EXCERPTED DATA.
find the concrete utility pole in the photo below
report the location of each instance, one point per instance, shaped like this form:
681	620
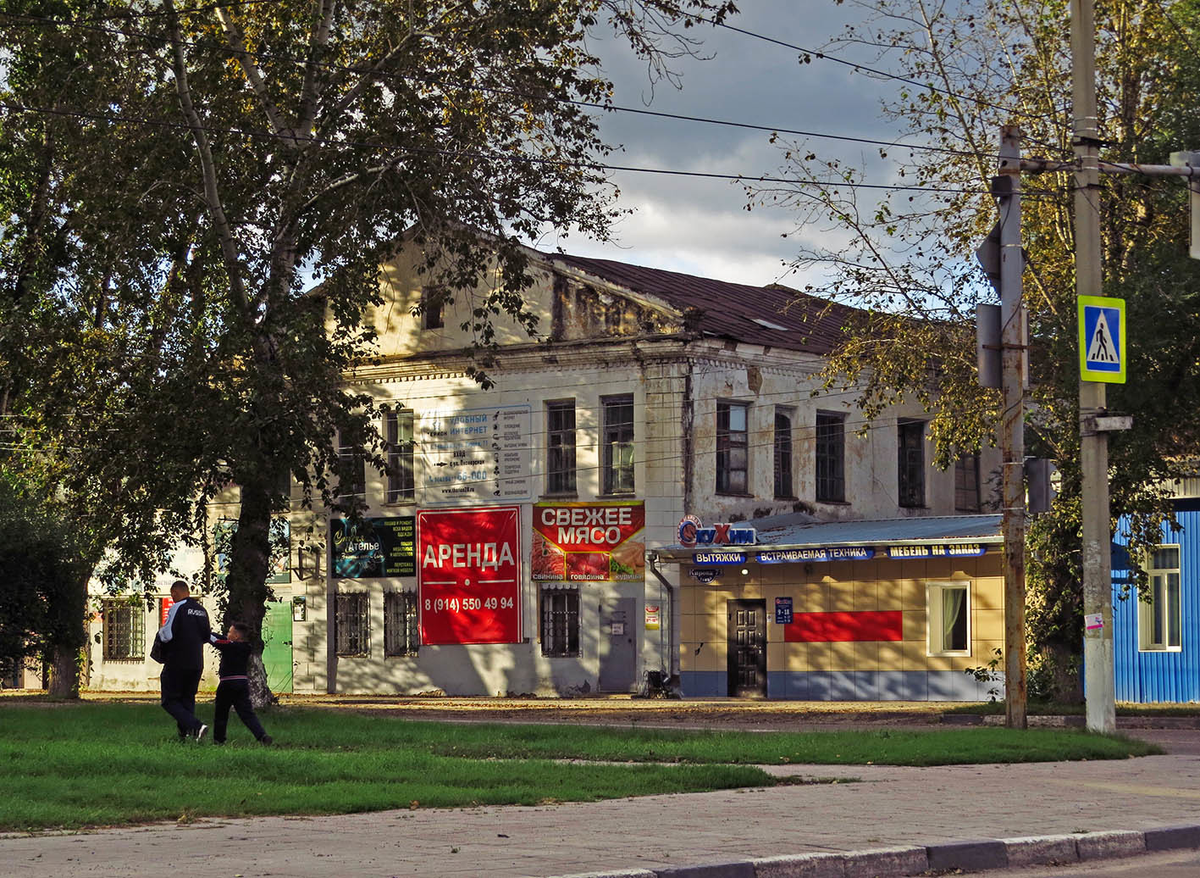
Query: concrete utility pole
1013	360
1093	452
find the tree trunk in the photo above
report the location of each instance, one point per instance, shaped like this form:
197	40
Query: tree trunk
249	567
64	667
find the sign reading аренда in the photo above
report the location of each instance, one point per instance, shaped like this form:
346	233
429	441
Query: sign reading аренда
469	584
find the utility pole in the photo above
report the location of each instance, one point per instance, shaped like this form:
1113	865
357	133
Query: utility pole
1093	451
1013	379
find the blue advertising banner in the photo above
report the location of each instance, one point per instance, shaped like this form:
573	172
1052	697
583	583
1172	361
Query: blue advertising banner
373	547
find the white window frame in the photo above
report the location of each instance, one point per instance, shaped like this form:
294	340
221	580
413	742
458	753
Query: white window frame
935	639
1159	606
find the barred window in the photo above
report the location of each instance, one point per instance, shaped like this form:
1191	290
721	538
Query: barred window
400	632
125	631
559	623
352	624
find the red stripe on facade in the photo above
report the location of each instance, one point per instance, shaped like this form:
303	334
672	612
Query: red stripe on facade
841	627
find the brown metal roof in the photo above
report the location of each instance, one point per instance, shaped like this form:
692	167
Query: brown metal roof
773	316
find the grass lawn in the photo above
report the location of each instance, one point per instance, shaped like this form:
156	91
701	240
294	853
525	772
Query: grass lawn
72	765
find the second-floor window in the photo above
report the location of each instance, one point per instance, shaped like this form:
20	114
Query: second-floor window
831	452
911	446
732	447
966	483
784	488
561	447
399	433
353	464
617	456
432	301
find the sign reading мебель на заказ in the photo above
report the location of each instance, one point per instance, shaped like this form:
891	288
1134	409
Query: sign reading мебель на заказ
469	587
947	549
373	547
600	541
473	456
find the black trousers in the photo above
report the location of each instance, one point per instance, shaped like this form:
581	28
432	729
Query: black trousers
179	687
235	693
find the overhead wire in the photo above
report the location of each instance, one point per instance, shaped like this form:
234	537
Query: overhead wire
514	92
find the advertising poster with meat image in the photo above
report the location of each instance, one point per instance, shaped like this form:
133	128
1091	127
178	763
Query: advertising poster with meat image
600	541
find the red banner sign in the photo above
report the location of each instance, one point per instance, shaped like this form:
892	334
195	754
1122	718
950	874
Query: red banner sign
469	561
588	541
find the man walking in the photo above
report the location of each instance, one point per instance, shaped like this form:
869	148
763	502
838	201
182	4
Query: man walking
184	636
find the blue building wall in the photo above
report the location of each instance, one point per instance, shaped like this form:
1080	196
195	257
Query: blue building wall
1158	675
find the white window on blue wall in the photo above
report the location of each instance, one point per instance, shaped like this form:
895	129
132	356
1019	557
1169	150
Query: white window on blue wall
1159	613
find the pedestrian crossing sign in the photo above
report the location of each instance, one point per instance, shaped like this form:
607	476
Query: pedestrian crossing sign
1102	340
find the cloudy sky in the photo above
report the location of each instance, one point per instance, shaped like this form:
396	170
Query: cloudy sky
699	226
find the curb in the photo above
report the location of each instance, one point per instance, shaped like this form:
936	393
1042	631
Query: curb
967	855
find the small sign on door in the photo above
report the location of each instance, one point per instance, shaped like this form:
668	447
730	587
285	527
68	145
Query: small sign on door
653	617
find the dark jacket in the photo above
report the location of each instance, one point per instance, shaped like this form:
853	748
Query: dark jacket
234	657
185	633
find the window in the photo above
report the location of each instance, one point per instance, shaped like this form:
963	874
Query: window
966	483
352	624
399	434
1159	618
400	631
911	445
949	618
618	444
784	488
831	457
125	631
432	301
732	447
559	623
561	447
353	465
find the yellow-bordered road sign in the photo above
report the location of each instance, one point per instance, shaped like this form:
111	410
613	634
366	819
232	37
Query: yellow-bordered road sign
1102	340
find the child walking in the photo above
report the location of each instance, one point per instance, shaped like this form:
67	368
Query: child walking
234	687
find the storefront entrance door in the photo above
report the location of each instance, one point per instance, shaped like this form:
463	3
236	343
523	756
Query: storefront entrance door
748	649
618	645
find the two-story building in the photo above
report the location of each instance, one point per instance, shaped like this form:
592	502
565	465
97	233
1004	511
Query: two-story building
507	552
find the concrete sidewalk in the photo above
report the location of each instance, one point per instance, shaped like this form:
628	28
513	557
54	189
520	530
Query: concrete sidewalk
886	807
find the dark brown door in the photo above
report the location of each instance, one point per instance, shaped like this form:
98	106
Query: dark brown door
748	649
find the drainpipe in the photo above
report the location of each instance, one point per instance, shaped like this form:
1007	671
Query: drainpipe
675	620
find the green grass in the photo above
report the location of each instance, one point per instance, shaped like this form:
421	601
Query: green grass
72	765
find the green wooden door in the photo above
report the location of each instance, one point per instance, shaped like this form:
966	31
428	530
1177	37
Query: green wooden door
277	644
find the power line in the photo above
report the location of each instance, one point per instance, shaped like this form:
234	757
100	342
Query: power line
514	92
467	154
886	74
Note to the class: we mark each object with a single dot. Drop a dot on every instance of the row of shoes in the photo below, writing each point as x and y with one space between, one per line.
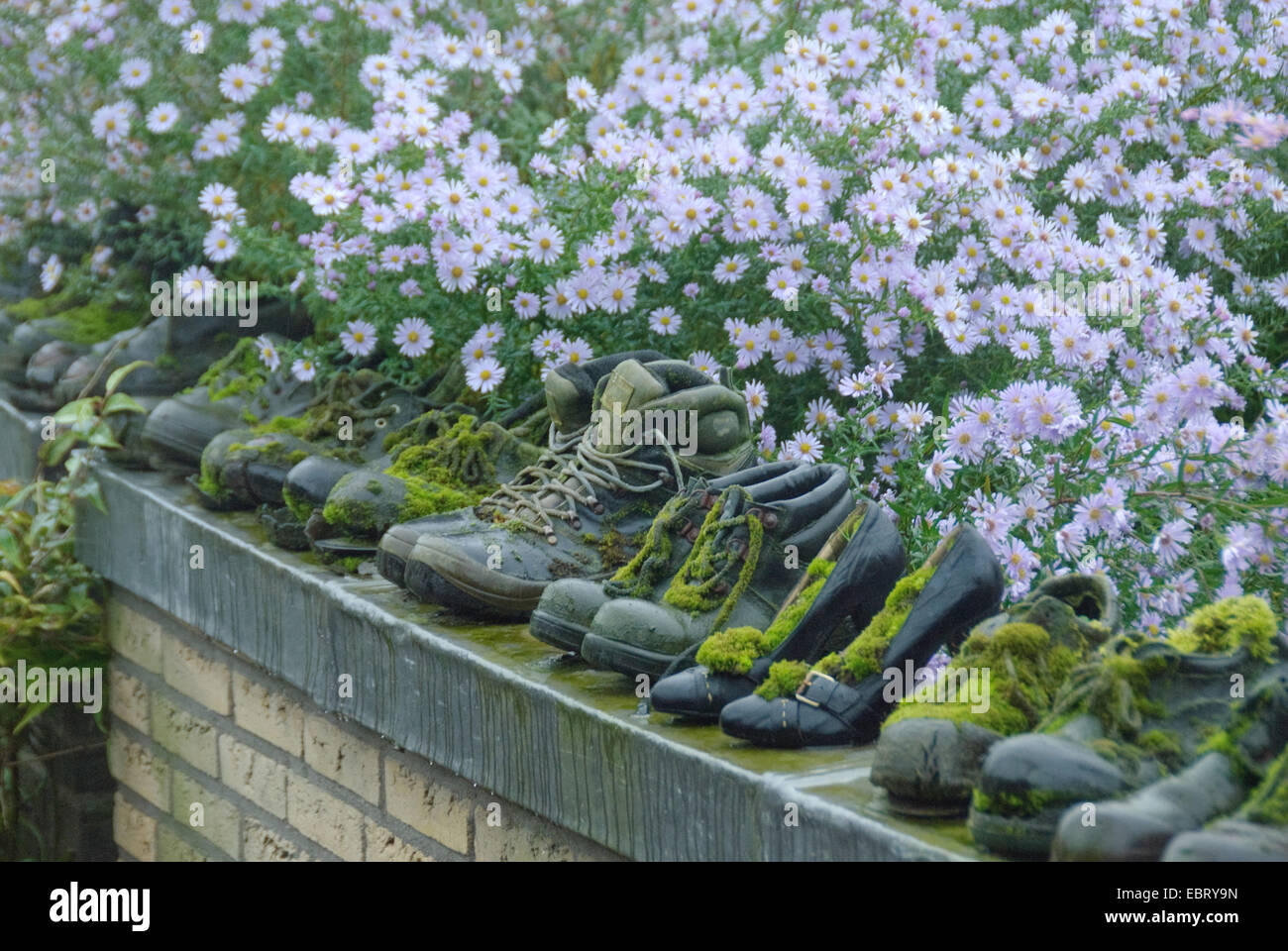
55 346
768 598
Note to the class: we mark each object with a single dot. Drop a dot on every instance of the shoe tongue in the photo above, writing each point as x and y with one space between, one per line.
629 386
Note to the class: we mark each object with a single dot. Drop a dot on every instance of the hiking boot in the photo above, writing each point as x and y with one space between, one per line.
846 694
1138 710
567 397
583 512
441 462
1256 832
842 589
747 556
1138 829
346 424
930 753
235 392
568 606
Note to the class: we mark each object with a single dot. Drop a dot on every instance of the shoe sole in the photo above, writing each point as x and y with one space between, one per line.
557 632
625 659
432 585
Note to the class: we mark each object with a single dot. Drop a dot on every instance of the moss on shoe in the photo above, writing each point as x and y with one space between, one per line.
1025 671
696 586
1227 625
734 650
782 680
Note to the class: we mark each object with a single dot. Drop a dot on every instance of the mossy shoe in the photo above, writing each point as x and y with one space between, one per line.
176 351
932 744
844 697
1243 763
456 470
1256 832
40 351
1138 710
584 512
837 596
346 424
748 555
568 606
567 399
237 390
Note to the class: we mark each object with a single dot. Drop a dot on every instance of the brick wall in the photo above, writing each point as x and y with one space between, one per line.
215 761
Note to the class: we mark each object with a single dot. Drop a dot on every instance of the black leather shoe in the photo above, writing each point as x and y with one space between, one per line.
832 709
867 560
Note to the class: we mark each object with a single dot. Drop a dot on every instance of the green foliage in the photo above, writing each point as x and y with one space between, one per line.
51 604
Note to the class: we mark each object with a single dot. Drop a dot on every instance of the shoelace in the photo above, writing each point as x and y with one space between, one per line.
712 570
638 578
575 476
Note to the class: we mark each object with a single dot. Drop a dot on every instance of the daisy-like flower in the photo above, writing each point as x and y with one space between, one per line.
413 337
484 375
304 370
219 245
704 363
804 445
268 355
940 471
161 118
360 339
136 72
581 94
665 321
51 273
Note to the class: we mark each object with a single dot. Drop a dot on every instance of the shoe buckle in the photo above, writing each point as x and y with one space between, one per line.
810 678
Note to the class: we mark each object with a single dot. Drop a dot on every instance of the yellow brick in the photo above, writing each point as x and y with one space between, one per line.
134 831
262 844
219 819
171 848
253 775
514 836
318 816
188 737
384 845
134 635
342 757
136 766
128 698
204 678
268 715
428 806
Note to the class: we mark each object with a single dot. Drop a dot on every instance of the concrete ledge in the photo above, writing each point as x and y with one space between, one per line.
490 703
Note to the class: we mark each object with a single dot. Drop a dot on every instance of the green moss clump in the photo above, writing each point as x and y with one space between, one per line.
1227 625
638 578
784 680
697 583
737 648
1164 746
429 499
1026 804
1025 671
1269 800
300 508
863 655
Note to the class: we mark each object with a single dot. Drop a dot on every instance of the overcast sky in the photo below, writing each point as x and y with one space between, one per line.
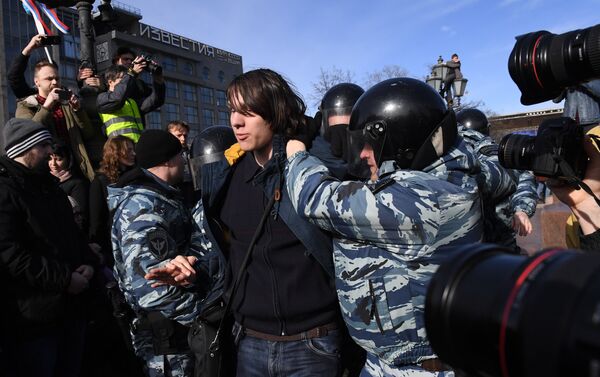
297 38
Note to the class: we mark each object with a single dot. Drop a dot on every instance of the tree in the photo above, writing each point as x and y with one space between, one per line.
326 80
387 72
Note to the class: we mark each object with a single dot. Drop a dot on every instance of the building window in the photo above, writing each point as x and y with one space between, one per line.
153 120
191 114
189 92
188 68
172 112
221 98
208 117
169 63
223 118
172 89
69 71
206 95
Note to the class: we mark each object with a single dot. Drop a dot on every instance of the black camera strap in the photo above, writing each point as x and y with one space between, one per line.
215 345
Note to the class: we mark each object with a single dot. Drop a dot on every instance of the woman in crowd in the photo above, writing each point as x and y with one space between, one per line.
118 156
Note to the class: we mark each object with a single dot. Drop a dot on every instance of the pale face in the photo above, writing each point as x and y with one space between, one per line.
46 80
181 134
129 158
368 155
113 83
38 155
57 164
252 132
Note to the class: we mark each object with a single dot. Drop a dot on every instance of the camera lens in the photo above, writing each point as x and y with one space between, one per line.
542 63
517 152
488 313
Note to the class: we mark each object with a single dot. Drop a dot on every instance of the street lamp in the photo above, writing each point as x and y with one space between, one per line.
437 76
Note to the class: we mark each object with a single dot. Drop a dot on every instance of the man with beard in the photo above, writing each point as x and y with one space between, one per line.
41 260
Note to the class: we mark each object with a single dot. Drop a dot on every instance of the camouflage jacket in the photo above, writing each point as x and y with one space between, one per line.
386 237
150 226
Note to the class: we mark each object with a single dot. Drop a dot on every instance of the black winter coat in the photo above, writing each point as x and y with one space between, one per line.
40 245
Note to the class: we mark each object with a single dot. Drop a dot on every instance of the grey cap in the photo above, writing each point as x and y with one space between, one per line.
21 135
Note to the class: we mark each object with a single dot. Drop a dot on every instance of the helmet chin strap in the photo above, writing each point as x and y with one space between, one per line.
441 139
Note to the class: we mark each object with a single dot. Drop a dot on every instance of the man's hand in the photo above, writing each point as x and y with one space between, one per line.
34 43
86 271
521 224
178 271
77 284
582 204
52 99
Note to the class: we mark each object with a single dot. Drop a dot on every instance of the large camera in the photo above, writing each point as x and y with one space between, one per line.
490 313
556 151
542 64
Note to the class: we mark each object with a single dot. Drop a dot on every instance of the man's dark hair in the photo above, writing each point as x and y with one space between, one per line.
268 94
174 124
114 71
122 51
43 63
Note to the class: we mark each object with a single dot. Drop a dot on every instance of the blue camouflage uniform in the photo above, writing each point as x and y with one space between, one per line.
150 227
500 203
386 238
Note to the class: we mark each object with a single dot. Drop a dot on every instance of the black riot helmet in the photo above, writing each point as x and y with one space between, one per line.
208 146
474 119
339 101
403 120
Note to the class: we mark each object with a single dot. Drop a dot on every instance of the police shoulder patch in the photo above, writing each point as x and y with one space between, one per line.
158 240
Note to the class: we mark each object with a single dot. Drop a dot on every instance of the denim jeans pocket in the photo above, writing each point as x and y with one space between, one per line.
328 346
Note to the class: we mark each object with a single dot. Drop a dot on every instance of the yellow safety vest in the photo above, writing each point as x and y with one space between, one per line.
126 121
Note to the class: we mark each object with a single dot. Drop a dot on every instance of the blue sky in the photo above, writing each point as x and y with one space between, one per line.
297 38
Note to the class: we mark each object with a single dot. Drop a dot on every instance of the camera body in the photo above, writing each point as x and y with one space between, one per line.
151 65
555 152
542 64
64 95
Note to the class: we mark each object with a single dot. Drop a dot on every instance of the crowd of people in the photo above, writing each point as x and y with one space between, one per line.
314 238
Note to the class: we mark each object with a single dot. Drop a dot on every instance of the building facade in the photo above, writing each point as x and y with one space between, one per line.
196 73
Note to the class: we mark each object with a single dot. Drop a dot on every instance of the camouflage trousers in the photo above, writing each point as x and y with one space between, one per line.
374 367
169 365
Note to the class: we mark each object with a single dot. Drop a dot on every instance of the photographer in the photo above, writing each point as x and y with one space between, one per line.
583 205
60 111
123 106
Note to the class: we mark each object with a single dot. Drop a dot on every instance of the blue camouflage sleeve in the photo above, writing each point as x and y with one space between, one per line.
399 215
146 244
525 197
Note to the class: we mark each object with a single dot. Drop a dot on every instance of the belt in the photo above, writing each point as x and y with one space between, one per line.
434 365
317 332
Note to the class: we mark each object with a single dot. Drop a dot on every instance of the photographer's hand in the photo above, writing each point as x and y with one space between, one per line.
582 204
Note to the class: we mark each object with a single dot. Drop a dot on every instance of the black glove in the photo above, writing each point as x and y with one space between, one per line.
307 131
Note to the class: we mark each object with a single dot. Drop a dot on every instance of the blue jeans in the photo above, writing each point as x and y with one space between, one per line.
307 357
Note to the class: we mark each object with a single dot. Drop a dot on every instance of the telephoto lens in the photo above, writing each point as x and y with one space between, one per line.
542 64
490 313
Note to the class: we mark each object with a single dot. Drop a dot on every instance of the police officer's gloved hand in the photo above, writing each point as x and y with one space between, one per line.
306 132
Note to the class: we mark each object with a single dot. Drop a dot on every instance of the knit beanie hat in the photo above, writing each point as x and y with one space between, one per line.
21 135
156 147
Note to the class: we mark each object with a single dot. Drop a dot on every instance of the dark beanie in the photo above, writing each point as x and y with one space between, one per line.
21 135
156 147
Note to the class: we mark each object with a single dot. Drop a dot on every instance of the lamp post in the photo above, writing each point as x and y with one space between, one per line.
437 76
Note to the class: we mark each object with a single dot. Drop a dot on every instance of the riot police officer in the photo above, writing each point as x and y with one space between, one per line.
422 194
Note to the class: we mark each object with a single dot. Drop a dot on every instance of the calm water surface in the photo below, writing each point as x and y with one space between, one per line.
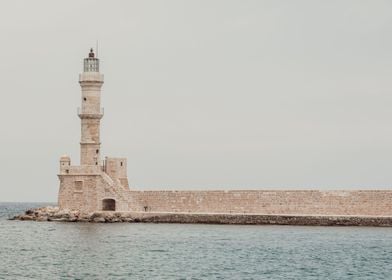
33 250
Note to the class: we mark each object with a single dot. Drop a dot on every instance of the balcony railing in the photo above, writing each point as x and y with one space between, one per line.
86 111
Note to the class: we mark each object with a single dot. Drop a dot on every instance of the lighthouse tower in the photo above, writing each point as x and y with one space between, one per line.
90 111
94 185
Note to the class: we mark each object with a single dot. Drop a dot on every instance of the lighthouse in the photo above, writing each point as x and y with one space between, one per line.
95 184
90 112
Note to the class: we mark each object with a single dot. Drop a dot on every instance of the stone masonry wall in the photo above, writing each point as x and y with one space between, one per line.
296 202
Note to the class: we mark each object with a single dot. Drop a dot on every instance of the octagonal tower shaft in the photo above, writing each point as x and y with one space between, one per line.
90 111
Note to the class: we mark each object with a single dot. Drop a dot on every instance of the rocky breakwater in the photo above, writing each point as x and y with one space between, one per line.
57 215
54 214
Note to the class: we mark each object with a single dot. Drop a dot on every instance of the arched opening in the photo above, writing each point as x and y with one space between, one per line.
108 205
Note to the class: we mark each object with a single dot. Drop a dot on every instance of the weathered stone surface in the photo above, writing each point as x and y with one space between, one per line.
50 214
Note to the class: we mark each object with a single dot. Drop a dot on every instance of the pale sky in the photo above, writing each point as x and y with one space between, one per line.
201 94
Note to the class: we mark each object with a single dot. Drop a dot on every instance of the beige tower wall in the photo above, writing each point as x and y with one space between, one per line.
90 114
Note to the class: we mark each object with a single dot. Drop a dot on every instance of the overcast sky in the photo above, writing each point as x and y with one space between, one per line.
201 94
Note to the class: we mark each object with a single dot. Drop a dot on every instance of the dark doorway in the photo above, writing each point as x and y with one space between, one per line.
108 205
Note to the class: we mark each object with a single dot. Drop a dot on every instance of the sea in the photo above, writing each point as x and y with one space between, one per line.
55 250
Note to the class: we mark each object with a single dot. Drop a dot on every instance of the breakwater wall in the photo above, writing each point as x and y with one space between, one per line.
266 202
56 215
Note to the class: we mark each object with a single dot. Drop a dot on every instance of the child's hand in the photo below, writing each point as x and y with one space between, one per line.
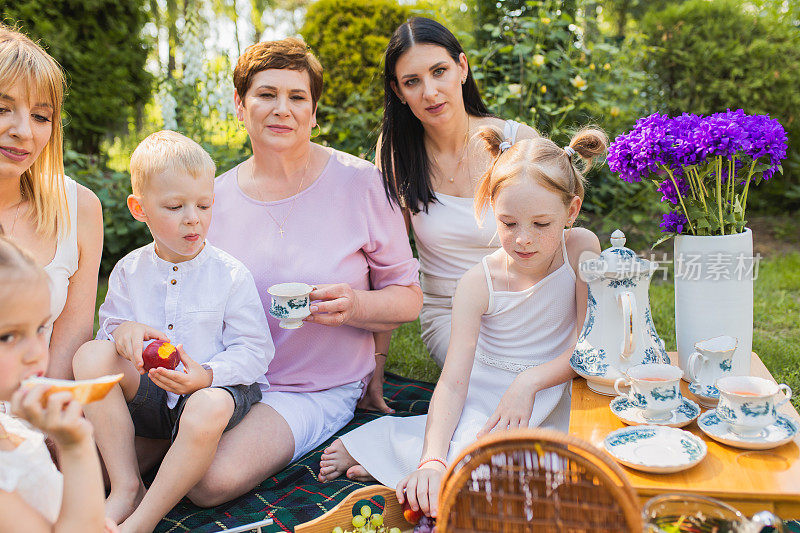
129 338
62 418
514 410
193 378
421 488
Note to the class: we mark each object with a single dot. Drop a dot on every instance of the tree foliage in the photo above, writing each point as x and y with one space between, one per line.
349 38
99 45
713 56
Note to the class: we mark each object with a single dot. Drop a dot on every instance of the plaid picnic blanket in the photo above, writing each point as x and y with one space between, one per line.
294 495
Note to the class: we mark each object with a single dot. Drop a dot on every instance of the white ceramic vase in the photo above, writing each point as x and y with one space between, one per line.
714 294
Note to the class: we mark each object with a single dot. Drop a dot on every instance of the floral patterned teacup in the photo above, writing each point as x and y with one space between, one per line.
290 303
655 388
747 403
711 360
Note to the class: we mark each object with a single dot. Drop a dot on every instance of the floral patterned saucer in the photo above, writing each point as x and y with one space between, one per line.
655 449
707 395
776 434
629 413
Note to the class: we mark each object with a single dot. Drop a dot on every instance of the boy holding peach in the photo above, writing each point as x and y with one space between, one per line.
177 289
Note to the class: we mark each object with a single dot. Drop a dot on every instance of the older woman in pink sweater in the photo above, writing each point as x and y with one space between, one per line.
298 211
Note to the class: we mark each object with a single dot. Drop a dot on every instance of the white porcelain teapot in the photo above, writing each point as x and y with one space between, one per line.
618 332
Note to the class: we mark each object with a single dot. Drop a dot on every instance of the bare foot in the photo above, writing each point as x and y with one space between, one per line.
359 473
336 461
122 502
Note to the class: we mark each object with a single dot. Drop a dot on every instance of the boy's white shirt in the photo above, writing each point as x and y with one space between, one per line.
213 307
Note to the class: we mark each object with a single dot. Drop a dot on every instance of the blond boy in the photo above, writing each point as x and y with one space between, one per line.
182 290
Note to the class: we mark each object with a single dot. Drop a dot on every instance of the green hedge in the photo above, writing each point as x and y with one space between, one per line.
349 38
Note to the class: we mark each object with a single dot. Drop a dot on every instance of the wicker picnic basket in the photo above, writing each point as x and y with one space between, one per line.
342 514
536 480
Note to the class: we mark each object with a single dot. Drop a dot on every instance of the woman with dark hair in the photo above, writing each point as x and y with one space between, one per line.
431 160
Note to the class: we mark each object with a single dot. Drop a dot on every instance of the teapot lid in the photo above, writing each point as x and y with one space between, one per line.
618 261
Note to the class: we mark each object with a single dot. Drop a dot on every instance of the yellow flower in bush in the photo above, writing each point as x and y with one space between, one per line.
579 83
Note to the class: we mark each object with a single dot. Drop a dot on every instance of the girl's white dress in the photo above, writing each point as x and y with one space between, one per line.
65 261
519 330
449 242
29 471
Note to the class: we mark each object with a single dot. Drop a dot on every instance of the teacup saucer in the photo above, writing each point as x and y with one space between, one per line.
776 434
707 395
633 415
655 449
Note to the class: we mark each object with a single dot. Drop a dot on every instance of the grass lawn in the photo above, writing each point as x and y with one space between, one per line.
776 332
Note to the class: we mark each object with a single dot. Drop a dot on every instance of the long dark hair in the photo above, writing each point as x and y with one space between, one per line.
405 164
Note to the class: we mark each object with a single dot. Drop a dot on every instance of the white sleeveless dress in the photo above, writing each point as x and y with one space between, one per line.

PROBLEM DESCRIPTION. Every line from the one containing "the woman with" through the end of the data must be repeated exactly, and no other line.

WRITTEN SOLUTION.
Note to the class: we mark each object with a single dot. Drop a dot on every instance of the woman with dark hair in the photo above, writing each point as x and y with one space between, one per line.
431 160
Note to the class: we mark each object with a single dot. Drop a dot on every instance of the teapot lid in the photo above, writing each point as x and y with one space between, one per line.
618 261
Note to the class: we mark each object with a single dot. Drop a dot on every instance of the yellow flower in bush in the photo above, writing each point as x and y with one space between, one per line.
579 83
Note to the class: we mark each object with a single dot. Drop a dot on every instance of the girl's white dress in the photo above, writing each point as x and y with one space between, one per line.
65 261
519 330
449 242
29 471
Note to the class: we mark each object with a single dot. Drop a dot on every instance of the teacup saucer in the photo above, writing each point as x and y with one space between, one per line.
776 434
707 395
633 415
655 449
Note to the class: we mark each object with a single dot. Drop a dot on every instance of the grass lawn in the photo above, writing each point as x and y with one space between, one per line.
776 332
Note to the class: we mark each object with a single dot. Drop a dot on every instance of the long dark hair in the photo above, writing each point as x and y with one space between, one per line.
405 164
Note to the class: we mark each object with a single dot. Drop a dot on every instance of the white sleeveless dress in the photo above, writing each point as x and y with one space between, one per line.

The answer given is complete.